[[ Page excerpt, beginning ]]

Dual enrollment is an acceleration program that allows eligible students in grades 10 through 12 to take college courses and simultaneously earn credit toward high school completion and an industry certification, or an associate or baccalaureate degree at a Florida public or eligible private institution. If approved by the College, students in grades 6 – 9 who have provided documentation to the College verifying readiness for college-level work may also participate. Dual Enrollment students are exempt from the payment of application fees, tuition, and lab fees.
Question 2: How will EFSC’s Dual Enrollment Program benefit you?
- Gives you a head-start on your college education – NO tuition and laboratory fees!
- Permits you to earn high school and college credit at the same time!
- Enables you to finish your college degree sooner!
- Saves you and your family hundreds of dollars in future college costs!
- Allows you to take challenging courses in the college environment!
Question 3: When and where may EFSC courses be taken?
Eligible students may dual enroll in EFSC courses conducted during and after school hours and during fall, spring and summer terms. Students can apply to start Dual Enrollment during those same terms, so even a mid-year start is possible. Courses may be offered at an EFSC campus, online or at the high school.

[[ Page excerpt, end ]]

What to do →
• a. Decide whether each statement agrees with the dual enrollment passage, answering yes or no and quoting the words that settle it: (i) Students in grade 9 can never take part in the program. (ii) Dual Enrollment students do not pay application fees. (iii) Students can only begin Dual Enrollment in the fall term.
• b. Summarize the dual enrollment passage in two sentences.
• c. Write the next part of the dual enrollment passage, picking up right after its final sentence.
The items below the dual enrollment passage were drawn from a separate source.

[[ Data extracts, beginning ]]

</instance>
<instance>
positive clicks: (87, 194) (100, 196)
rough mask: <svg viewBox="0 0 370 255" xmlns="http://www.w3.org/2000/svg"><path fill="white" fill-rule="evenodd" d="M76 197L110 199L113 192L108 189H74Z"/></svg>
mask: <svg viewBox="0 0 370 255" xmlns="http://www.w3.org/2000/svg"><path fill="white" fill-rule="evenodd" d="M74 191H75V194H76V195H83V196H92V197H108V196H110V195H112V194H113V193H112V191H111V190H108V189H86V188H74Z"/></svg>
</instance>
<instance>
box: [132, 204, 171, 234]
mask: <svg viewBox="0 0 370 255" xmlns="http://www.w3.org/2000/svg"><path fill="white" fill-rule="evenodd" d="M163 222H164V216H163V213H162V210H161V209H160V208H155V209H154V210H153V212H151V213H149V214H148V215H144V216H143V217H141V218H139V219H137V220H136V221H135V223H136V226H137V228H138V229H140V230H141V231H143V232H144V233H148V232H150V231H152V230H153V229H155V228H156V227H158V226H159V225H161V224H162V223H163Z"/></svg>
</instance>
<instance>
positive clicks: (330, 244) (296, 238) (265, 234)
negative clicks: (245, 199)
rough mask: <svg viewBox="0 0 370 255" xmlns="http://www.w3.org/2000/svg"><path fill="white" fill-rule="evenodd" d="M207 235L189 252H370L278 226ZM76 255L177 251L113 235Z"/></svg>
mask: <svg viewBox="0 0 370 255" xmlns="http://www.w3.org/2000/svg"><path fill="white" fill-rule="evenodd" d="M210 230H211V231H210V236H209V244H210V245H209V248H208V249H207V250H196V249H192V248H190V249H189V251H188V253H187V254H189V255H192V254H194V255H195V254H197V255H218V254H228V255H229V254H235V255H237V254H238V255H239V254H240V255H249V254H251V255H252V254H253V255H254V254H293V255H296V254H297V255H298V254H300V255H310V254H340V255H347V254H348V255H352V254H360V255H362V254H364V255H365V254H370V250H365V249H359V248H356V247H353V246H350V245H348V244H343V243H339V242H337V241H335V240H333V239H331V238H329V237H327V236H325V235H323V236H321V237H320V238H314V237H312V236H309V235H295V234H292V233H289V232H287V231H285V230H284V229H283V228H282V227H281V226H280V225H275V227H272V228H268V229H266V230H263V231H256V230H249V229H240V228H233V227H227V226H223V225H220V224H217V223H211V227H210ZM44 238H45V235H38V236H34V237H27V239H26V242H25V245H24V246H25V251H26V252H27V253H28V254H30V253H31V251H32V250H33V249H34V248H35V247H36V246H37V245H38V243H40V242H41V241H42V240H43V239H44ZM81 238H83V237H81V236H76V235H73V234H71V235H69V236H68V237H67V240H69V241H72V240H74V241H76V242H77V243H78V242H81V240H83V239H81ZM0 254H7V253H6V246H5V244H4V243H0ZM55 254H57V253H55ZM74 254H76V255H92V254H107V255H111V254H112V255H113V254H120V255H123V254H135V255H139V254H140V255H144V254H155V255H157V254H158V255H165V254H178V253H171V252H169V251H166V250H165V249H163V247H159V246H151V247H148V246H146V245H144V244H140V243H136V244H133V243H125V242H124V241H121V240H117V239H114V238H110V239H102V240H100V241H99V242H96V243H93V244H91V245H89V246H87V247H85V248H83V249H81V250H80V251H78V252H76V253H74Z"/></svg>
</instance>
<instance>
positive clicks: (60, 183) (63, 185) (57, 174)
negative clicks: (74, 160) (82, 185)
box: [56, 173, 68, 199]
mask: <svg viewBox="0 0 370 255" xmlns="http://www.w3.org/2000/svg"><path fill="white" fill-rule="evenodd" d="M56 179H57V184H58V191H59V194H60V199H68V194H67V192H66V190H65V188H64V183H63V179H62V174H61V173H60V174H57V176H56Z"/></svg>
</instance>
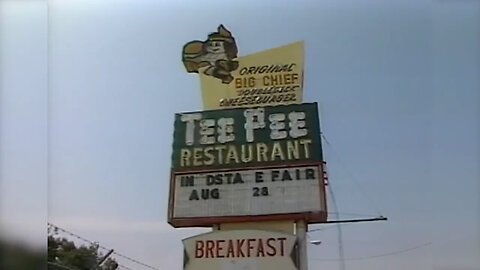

[[ Data extracts, end ]]

Answer section →
• a.
(i) No: "If approved by the College, students in grades 6 – 9 who have provided documentation to the College verifying readiness for college-level work may also participate."
(ii) Yes: "Dual Enrollment students are exempt from the payment of application fees, tuition, and lab fees."
(iii) No: "Students can apply to start Dual Enrollment during those same terms, so even a mid-year start is possible."

• b. Dual enrollment lets eligible students in grades 10 through 12, along with approved younger students who document readiness for college-level work, take college courses that count toward both high school completion and a certification or degree, with no application fees, tuition, or lab fees. Courses run during and after school hours in the fall, spring, and summer terms, and they are offered at an EFSC campus, online, or at the high school.

• c.
Question 4: Are there college courses/programs that may not be taken through dual enrollment?
Florida Statute 1007.271 prohibits dual enrollment in the following types of courses.
(a)Vocational preparatory & college developmental education
(b) Physical education courses that focus on a specific skill (such as golf or tennis)
(c) Recreational and leisure courses that focus on the physical execution of a skill rather than the intellectual attributes of the activity & isolated vocational courses
In addition there are other courses and programs that have eligibility criteria including, but not limited to, age and prerequisite requirements, that preclude participation by high school students. Students should speak with a high school counselor or EFSC advisor for more information.
Question 5: Do students pay tuition for courses taken through dual enrollment?
No, students who are enrolled in a dual enrollment or early admission program through a Florida College System institution or state university are exempt from the payment of tuition and fees, pursuant to s. 1009.25, F.S. The fee exemption includes application, tuition and laboratory fees for courses taken through dual enrollment.
Question 6: How many postsecondary courses may students take each term through dual enrollment?
Students may dual enroll in up to three postsecondary courses or 11 postsecondary credits per semester. Students are limited to one course in the summer term.
Question 7: Are dual enrollment students required to pay for textbooks?
Required instructional materials are supplied free of charge.
Question 8: What are the eligibility criteria for Dual Enrollment?
- Grade-Level or Equivalent Requirement
- Public and private school participants must be first-time 10th, 11th or 12th grade students
- Home school participants must be in the equivalent of the 10th, 11th or 12th grade for the first time
- Students in grades 6 - 9 must provide documentation showing that the student has the academic foundation and maturity to be successful in college coursework.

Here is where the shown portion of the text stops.